## Set task
Write out exactly the lines running from the one that contains "Q: For the photo above, point to the tall" through the end of the material.

[Data records]
○ ○ ○ ○ ○

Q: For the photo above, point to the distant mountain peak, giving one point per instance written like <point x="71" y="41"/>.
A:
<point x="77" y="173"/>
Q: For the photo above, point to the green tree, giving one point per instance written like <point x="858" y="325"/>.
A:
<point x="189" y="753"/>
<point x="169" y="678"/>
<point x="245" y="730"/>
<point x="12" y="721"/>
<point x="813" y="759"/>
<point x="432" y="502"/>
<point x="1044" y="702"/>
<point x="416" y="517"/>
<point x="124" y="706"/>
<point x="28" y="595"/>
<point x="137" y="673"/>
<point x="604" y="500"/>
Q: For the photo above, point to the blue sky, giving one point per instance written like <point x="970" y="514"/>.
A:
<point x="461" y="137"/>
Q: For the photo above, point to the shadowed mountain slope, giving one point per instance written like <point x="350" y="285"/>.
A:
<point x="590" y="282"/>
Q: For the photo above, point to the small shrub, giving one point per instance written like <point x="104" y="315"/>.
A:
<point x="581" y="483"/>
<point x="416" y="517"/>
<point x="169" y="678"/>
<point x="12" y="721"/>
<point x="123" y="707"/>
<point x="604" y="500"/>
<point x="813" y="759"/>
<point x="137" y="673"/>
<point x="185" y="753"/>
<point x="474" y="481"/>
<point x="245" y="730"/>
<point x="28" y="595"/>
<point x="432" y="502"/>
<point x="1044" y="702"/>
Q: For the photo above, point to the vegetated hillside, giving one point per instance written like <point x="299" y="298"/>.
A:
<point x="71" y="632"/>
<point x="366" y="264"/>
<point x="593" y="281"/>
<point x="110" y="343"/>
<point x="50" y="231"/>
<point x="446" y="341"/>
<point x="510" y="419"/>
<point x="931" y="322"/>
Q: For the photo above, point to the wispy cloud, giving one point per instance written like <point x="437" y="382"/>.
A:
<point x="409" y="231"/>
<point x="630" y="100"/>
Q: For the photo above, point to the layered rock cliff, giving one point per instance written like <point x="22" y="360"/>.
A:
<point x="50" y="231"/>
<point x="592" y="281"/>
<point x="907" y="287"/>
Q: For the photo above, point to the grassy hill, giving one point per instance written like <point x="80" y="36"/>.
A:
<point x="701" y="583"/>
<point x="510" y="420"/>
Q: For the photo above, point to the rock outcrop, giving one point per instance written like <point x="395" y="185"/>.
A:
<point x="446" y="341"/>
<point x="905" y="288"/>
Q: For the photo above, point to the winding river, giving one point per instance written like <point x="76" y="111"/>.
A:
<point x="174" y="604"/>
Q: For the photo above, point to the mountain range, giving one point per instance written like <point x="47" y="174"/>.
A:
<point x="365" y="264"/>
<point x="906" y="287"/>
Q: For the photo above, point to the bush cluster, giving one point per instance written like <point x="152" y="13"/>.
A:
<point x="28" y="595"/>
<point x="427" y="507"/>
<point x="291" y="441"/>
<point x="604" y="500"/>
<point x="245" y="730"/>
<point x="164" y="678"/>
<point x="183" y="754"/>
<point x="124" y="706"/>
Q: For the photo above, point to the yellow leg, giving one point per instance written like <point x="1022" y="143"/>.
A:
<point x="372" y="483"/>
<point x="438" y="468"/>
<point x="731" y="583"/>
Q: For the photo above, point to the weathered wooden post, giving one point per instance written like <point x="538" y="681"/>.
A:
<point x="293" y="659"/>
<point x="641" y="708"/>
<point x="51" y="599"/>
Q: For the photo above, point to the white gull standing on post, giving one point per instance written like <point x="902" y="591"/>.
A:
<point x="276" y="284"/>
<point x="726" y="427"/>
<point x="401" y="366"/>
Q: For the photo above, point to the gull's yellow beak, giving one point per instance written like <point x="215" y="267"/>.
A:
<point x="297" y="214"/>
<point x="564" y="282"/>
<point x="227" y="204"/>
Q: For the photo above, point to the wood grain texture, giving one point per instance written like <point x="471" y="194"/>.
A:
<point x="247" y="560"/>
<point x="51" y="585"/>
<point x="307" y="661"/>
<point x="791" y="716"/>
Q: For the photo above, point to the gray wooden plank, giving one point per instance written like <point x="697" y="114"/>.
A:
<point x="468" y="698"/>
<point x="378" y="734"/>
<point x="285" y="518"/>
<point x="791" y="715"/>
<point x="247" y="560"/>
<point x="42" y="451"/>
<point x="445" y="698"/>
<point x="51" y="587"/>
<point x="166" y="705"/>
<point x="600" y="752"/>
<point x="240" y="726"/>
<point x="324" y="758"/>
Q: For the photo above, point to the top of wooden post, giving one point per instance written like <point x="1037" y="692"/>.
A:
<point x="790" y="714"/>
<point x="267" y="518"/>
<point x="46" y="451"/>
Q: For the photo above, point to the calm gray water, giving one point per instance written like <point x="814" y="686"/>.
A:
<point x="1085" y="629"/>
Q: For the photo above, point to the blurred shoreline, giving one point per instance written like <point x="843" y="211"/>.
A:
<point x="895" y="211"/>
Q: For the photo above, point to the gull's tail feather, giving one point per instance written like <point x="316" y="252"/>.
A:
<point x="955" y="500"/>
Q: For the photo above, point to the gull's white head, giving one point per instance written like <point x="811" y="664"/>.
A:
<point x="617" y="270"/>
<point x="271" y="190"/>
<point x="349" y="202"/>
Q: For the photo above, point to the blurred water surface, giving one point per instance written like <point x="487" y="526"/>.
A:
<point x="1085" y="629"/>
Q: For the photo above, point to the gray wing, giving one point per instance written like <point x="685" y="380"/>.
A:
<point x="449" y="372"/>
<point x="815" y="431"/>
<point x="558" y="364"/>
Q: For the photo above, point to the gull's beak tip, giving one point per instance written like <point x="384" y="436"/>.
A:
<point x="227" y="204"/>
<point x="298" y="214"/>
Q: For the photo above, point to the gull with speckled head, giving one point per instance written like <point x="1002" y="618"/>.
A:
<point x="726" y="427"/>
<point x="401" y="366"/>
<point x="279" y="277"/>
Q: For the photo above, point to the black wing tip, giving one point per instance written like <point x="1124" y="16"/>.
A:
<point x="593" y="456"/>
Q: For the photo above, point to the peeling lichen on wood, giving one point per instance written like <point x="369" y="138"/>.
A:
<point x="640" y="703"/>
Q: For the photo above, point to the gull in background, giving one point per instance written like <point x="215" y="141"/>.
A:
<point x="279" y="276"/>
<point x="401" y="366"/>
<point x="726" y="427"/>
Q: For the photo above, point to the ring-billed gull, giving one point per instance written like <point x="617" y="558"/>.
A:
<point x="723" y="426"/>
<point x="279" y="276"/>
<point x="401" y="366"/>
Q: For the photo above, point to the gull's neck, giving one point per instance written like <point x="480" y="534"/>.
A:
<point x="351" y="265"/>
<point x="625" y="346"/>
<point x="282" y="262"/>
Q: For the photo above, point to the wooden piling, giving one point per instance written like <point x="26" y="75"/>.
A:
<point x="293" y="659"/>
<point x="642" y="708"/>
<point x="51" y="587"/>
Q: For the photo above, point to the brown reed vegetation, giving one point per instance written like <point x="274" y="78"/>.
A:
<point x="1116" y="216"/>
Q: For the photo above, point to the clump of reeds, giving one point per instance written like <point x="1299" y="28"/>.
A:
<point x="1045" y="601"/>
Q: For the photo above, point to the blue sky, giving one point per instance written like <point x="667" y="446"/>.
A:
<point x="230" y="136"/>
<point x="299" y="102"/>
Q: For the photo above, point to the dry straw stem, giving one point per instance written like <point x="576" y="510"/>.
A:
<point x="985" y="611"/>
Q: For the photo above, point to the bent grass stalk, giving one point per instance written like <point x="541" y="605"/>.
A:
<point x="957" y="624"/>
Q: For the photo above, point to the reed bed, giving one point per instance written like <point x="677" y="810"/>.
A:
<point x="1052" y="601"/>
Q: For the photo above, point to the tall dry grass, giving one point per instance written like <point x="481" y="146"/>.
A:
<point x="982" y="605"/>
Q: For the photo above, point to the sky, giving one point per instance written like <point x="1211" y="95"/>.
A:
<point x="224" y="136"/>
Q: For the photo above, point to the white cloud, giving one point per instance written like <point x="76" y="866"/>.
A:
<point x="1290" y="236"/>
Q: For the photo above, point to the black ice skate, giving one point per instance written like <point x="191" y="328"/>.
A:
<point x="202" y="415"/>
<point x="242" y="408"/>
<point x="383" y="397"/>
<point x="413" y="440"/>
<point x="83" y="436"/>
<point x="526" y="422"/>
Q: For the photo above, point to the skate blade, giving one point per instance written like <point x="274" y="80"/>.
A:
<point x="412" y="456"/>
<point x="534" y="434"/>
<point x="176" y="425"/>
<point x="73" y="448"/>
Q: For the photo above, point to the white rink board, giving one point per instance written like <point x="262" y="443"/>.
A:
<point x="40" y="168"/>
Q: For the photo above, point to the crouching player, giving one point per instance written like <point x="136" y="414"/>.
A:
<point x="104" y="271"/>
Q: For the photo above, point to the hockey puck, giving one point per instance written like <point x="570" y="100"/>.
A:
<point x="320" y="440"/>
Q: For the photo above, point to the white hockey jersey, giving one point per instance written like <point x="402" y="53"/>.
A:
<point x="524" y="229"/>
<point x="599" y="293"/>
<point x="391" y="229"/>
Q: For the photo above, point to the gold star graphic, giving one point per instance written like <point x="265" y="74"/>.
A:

○ ○ ○ ○ ○

## Answer to the exercise
Q: For the photo above, point to the tall dry grass, giving one point per instance written like <point x="481" y="146"/>.
A:
<point x="982" y="605"/>
Q: For the photo above, point to the sky, giving one point per instance written like <point x="1211" y="95"/>.
A:
<point x="224" y="136"/>
Q: For the photo above, point to the white cloud, giving one point per instance written like <point x="76" y="866"/>.
A:
<point x="1290" y="236"/>
Q: For the photo above, point to the black ice skate, giving one point per instance written like <point x="191" y="328"/>.
A:
<point x="202" y="415"/>
<point x="242" y="408"/>
<point x="383" y="397"/>
<point x="413" y="440"/>
<point x="83" y="436"/>
<point x="526" y="422"/>
Q: For the photo above, point to the skate blade, giving one point per instance written like <point x="274" y="80"/>.
A:
<point x="412" y="456"/>
<point x="534" y="434"/>
<point x="176" y="425"/>
<point x="73" y="448"/>
Q: For the photo above, point to the white rink board, giving one point per instance written like <point x="262" y="443"/>.
A:
<point x="40" y="168"/>
Q: For the photo above, point to the crouching player, giving one point per instance written like <point x="136" y="414"/>.
A:
<point x="104" y="271"/>
Q: For the photo above, point to the hockey puck, giving one point per instance written like <point x="570" y="100"/>.
A:
<point x="320" y="440"/>
Q: For the photo above, point to the white hockey jersey, giving one point per instance written like <point x="402" y="53"/>.
A:
<point x="524" y="229"/>
<point x="599" y="293"/>
<point x="391" y="229"/>
Q: For the photo above, point to the gold star graphic, giving one point per instance written like <point x="265" y="74"/>.
A:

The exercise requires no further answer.